- _What the task asks_
Format every line of the records below as a Markdown table with two columns, Row and Line, where Row holds a sequential row number and Line holds the text of that line, omitting blank lines. Leave the pictures out of the table.

[Items from a dataset]
══════

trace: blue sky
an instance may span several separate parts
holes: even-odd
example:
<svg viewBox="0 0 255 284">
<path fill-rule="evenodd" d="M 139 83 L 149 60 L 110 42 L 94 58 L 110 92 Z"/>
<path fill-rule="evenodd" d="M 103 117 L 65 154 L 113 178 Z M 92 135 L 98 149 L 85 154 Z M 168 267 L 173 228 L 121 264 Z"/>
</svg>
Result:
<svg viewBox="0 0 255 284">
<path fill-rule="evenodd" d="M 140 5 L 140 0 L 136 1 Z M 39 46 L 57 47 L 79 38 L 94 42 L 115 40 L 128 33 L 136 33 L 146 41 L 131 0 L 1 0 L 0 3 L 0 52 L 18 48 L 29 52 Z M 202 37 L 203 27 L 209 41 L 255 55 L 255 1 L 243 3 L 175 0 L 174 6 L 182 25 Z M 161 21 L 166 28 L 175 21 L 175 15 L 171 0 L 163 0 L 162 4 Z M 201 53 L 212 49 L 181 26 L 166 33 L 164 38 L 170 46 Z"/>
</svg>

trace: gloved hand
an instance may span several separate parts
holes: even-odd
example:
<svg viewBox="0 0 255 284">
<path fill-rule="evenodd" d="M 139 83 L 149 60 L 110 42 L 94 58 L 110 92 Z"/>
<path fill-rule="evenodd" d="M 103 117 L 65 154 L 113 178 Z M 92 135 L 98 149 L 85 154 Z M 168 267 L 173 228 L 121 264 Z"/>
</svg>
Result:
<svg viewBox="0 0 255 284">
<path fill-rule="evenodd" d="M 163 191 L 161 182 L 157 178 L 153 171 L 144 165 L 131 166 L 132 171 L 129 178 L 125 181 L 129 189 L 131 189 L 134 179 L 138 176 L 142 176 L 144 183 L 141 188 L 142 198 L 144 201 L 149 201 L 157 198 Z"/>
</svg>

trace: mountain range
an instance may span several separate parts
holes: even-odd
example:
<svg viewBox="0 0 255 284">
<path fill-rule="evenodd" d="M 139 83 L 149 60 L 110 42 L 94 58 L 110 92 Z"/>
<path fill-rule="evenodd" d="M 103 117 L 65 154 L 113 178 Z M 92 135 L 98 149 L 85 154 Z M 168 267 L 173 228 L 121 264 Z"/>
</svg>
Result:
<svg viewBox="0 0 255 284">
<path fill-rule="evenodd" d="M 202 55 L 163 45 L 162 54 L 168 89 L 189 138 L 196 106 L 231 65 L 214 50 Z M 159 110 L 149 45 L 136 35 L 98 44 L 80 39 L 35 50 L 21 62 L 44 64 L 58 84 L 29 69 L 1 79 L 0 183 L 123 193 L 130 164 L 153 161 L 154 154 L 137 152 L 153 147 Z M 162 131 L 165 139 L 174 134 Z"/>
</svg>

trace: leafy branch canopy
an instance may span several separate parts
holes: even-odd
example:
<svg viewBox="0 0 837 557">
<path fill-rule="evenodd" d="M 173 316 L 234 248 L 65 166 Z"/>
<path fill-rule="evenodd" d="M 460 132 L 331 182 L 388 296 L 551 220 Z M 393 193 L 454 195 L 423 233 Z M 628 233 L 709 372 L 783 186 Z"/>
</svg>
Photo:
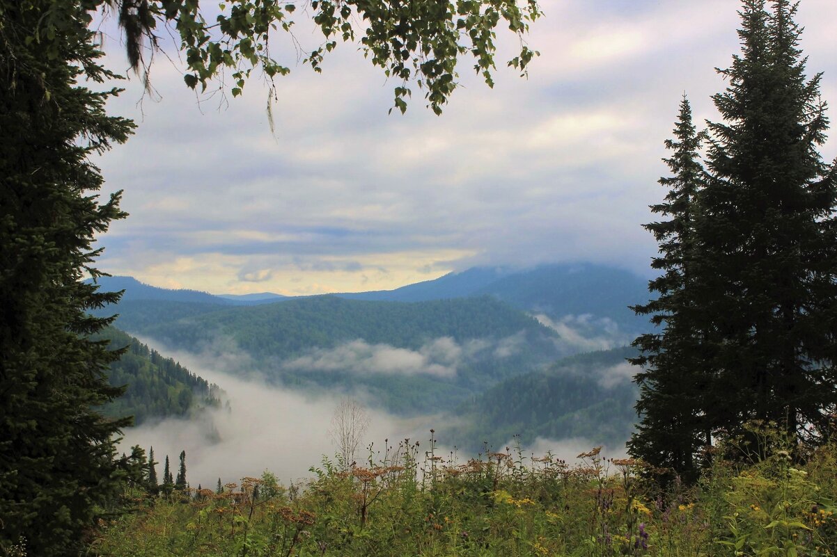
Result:
<svg viewBox="0 0 837 557">
<path fill-rule="evenodd" d="M 271 53 L 270 41 L 278 33 L 292 36 L 294 18 L 302 12 L 324 38 L 304 54 L 304 64 L 320 72 L 325 56 L 338 41 L 357 43 L 359 39 L 364 56 L 397 80 L 394 108 L 404 112 L 411 87 L 417 86 L 436 114 L 456 89 L 457 64 L 469 54 L 474 69 L 493 86 L 496 29 L 500 25 L 507 26 L 519 39 L 520 51 L 507 65 L 525 76 L 538 53 L 526 45 L 524 35 L 530 22 L 542 15 L 537 0 L 221 0 L 212 15 L 199 0 L 48 1 L 49 9 L 43 12 L 35 34 L 27 40 L 55 42 L 80 8 L 90 24 L 95 12 L 113 10 L 125 31 L 132 69 L 147 69 L 143 54 L 157 49 L 161 29 L 167 29 L 180 41 L 186 84 L 205 91 L 229 70 L 234 97 L 241 95 L 257 69 L 271 84 L 275 97 L 273 80 L 287 74 L 290 68 Z M 22 10 L 26 4 L 43 10 L 44 0 L 21 3 Z M 56 43 L 56 56 L 58 48 Z"/>
</svg>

══════

- _Solution below_
| Row | Line |
|---|---|
| 1 | trace: blue sky |
| 2 | an instance may span several separate parts |
| 3 | holes: even-odd |
| 4 | example: |
| 5 | <svg viewBox="0 0 255 284"> |
| 6 | <path fill-rule="evenodd" d="M 139 83 L 149 60 L 110 42 L 94 58 L 110 92 Z"/> |
| 7 | <path fill-rule="evenodd" d="M 103 117 L 65 154 L 113 178 Z M 92 135 L 98 149 L 85 154 Z M 168 267 L 173 228 L 121 264 Z"/> |
| 8 | </svg> |
| 9 | Result: |
| 10 | <svg viewBox="0 0 255 284"> |
| 11 | <path fill-rule="evenodd" d="M 140 5 L 140 0 L 136 1 Z M 39 46 L 57 47 L 79 38 L 94 42 L 115 40 L 128 33 L 136 33 L 146 41 L 131 0 L 1 0 L 0 3 L 0 52 L 18 48 L 29 52 Z M 202 37 L 203 27 L 209 41 L 255 55 L 255 1 L 243 3 L 175 0 L 174 6 L 182 25 Z M 161 21 L 166 28 L 175 21 L 175 15 L 171 0 L 163 0 L 162 4 Z M 201 53 L 212 49 L 181 26 L 166 33 L 164 38 L 170 46 Z"/> |
| 12 | </svg> |
| 13 | trace: gloved hand |
| 14 | an instance may span several separate parts |
| 15 | holes: even-odd |
| 16 | example: |
| 17 | <svg viewBox="0 0 255 284"> |
| 18 | <path fill-rule="evenodd" d="M 139 83 L 149 60 L 110 42 L 94 58 L 110 92 Z"/> |
| 19 | <path fill-rule="evenodd" d="M 103 117 L 65 154 L 113 178 Z M 92 135 L 98 149 L 85 154 Z M 168 267 L 173 228 L 121 264 Z"/> |
| 20 | </svg> |
| 21 | Result: |
| 22 | <svg viewBox="0 0 255 284"> |
| 23 | <path fill-rule="evenodd" d="M 163 191 L 161 182 L 157 178 L 153 171 L 144 165 L 131 166 L 132 171 L 129 178 L 125 181 L 129 189 L 131 189 L 134 179 L 138 176 L 142 176 L 144 183 L 141 188 L 142 198 L 144 201 L 149 201 L 157 198 Z"/> |
| 24 | </svg> |
| 25 | trace: mountain range |
| 26 | an instance may span several separate parts |
| 27 | holes: even-odd |
| 28 | example: |
| 29 | <svg viewBox="0 0 255 284"> |
| 30 | <path fill-rule="evenodd" d="M 139 83 L 149 60 L 110 42 L 94 58 L 110 92 Z"/> |
| 31 | <path fill-rule="evenodd" d="M 103 117 L 65 154 L 113 178 Z M 92 135 L 98 149 L 85 154 Z M 168 267 L 173 228 L 121 264 Z"/> |
| 32 | </svg> |
| 33 | Result: |
| 34 | <svg viewBox="0 0 255 284"> |
| 35 | <path fill-rule="evenodd" d="M 202 55 L 163 45 L 162 54 L 168 89 L 189 138 L 196 106 L 231 65 L 214 50 Z M 159 110 L 149 45 L 136 35 L 98 44 L 80 39 L 35 50 L 21 62 L 44 64 L 58 84 L 29 69 L 1 79 L 0 183 L 123 193 L 130 164 L 153 161 L 154 154 L 137 152 L 153 147 Z M 162 131 L 165 139 L 174 134 Z"/> |
| 36 | </svg> |
| 37 | trace: leafy branch canopy |
| 38 | an instance may span several separate parts |
| 39 | holes: even-odd |
| 40 | example: |
| 41 | <svg viewBox="0 0 837 557"> |
| 42 | <path fill-rule="evenodd" d="M 173 316 L 234 248 L 65 166 Z"/> |
| 43 | <path fill-rule="evenodd" d="M 460 132 L 331 182 L 388 296 L 551 220 Z M 393 193 L 454 195 L 423 233 Z M 628 233 L 709 372 L 783 186 Z"/> |
| 44 | </svg> |
| 45 | Photo: |
| 46 | Result: |
| 47 | <svg viewBox="0 0 837 557"> |
| 48 | <path fill-rule="evenodd" d="M 271 53 L 270 41 L 278 33 L 292 36 L 294 18 L 302 12 L 324 38 L 304 54 L 304 64 L 320 72 L 325 56 L 338 41 L 357 43 L 359 39 L 364 56 L 397 80 L 394 108 L 404 112 L 411 87 L 417 86 L 436 114 L 456 89 L 457 64 L 469 54 L 474 69 L 493 86 L 496 29 L 500 25 L 507 26 L 519 39 L 520 51 L 507 65 L 525 76 L 538 53 L 526 45 L 524 35 L 530 22 L 542 15 L 537 0 L 221 0 L 212 15 L 199 0 L 48 1 L 49 9 L 43 12 L 35 34 L 27 40 L 55 42 L 80 8 L 90 24 L 95 12 L 113 10 L 125 31 L 132 69 L 147 69 L 143 54 L 157 49 L 161 29 L 167 29 L 180 41 L 186 84 L 205 91 L 229 70 L 234 97 L 241 95 L 257 69 L 271 84 L 275 97 L 273 80 L 287 74 L 290 68 Z M 22 10 L 26 4 L 43 10 L 44 0 L 21 3 Z M 56 43 L 56 56 L 58 48 Z"/> |
| 49 | </svg> |